ARTIKEL:

Der Weltkrieg am 28. Juni 1916

DEUTSCHER HEERESBERICHT - ÖSTERREICHISCHER HEERESBERICHT - BULGARISCHER HEERESBERICHT

 

Der deutsche Heeresbericht:

Dorf Liniewka bei Sokul erstürmt

Erfolgreiche Erkundigungsvorstöße an der englischen Front

Großes Hauptquartier, 28. Juni.
Westlicher Kriegsschauplatz:
Vom Kanal von La Bassée bis südlich der Somme machte der Gegner unter vielfachem starkem Artillerieeinsatz sowie im Anschluß an Sprengungen und unter dem Schutze von Rauch- und Gaswolken Erkundungsvorstöße, die mühelos abgewiesen wurden. 
Auch in der Champagne scheiterten Unternehmungen schwächerer feindlicher Abteilungen nordöstlich von Le Mesnil.

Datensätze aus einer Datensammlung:
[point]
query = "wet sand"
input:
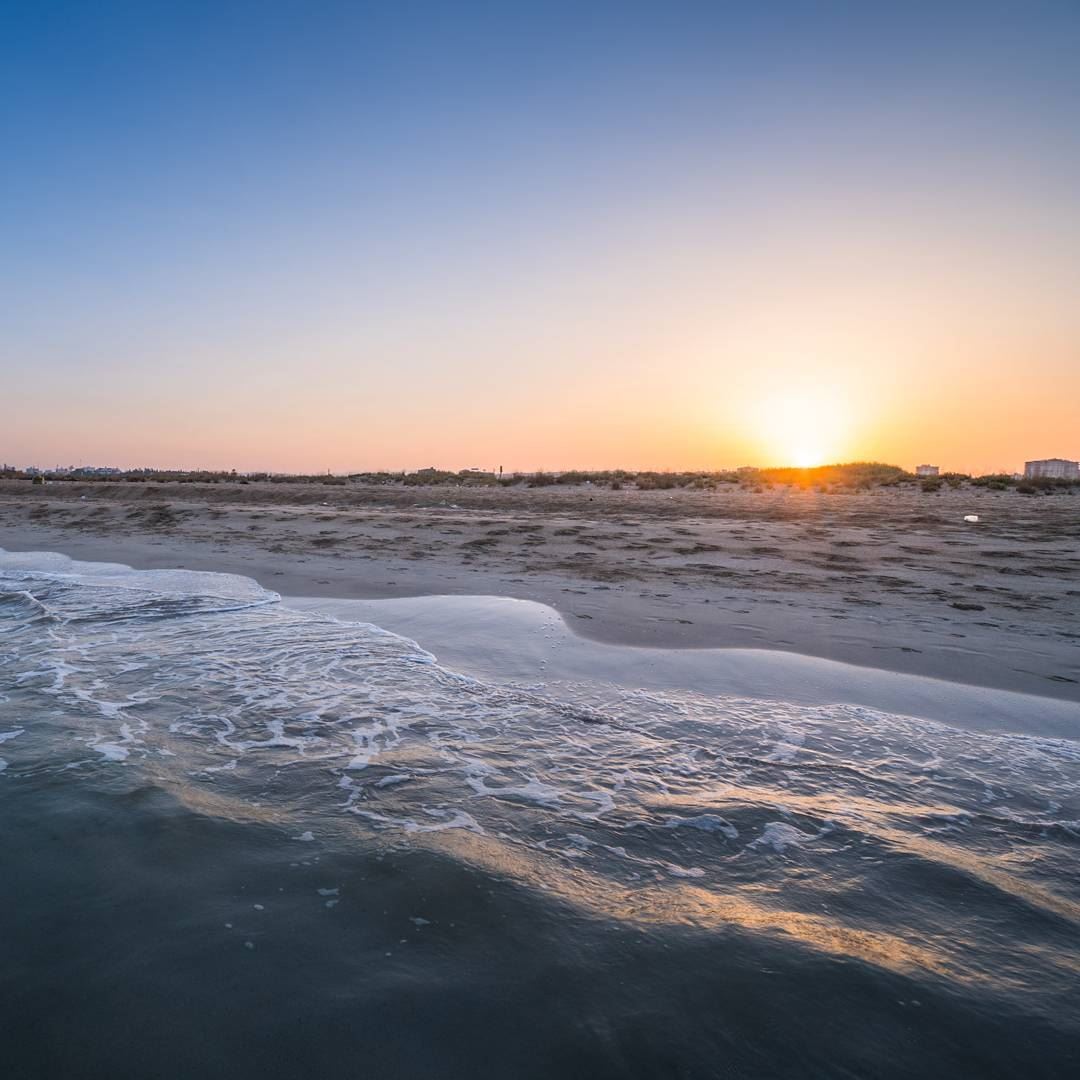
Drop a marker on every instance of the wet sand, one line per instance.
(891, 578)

---

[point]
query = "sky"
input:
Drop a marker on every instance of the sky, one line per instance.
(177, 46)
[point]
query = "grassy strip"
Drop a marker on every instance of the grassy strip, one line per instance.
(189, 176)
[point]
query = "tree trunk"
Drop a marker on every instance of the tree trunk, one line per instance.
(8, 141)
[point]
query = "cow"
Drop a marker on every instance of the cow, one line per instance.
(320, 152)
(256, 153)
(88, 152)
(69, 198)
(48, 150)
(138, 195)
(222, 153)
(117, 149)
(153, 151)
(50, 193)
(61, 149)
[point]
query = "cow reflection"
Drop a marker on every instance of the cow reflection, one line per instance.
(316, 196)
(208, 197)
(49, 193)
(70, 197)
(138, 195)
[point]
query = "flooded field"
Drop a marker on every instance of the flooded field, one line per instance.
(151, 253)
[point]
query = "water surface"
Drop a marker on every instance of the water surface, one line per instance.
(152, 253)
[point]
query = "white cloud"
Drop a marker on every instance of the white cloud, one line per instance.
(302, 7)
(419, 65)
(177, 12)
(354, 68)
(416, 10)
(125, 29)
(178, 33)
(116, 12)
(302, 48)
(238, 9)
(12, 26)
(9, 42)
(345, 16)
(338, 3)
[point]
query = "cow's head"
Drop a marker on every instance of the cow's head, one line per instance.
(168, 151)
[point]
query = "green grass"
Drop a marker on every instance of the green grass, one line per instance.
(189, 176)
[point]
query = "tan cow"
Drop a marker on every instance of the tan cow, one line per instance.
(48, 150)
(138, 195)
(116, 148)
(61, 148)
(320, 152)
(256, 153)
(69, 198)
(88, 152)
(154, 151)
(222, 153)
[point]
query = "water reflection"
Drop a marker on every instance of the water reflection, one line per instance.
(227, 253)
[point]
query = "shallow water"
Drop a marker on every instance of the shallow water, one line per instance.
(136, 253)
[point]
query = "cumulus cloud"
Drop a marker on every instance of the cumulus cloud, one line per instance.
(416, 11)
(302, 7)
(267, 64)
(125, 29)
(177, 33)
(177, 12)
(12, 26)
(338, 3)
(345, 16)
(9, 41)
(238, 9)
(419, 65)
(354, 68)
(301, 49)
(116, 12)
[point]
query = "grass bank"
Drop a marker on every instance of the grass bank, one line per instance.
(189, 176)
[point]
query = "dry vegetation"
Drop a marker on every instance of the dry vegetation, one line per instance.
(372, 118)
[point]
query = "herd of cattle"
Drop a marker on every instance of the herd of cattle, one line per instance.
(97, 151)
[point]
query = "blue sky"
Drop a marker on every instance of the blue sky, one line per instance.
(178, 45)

...

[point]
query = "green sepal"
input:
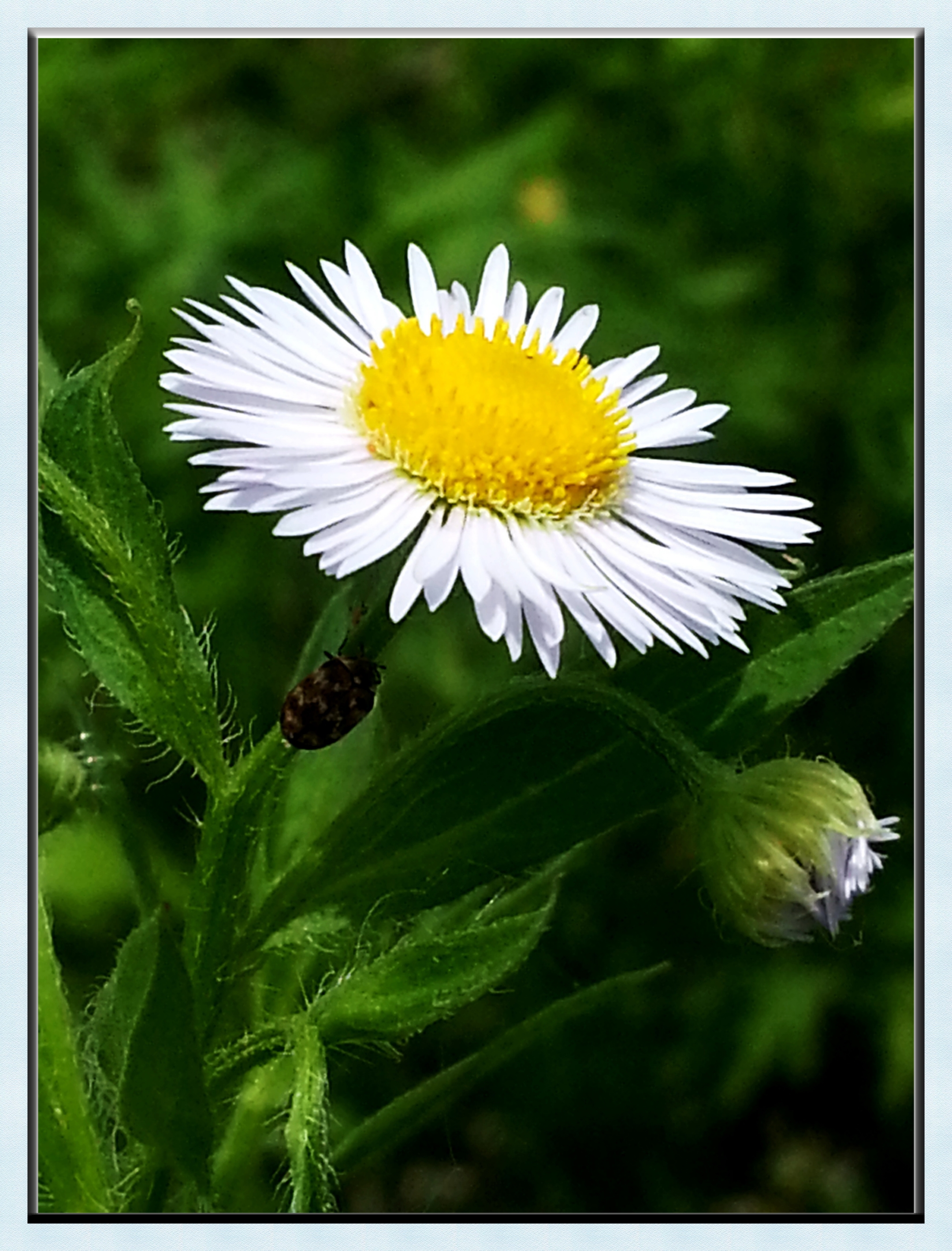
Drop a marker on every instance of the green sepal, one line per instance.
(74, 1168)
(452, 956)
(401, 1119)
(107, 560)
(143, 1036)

ZIEL DER ÜBUNG: Kannst du die Stelle im Heeresbericht von „Erfolgreiche Erkundigungsvorstöße an“ bis „mühelos abgewiesen wurden.“ wortgetreu wiedergeben? Die Auflistung braucht man hier nicht.

LÖSUNG:
Erfolgreiche Erkundigungsvorstöße an der englischen Front

Großes Hauptquartier, 28. Juni.
Westlicher Kriegsschauplatz:
Vom Kanal von La Bassée bis südlich der Somme machte der Gegner unter vielfachem starkem Artillerieeinsatz sowie im Anschluß an Sprengungen und unter dem Schutze von Rauch- und Gaswolken Erkundungsvorstöße, die mühelos abgewiesen wurden.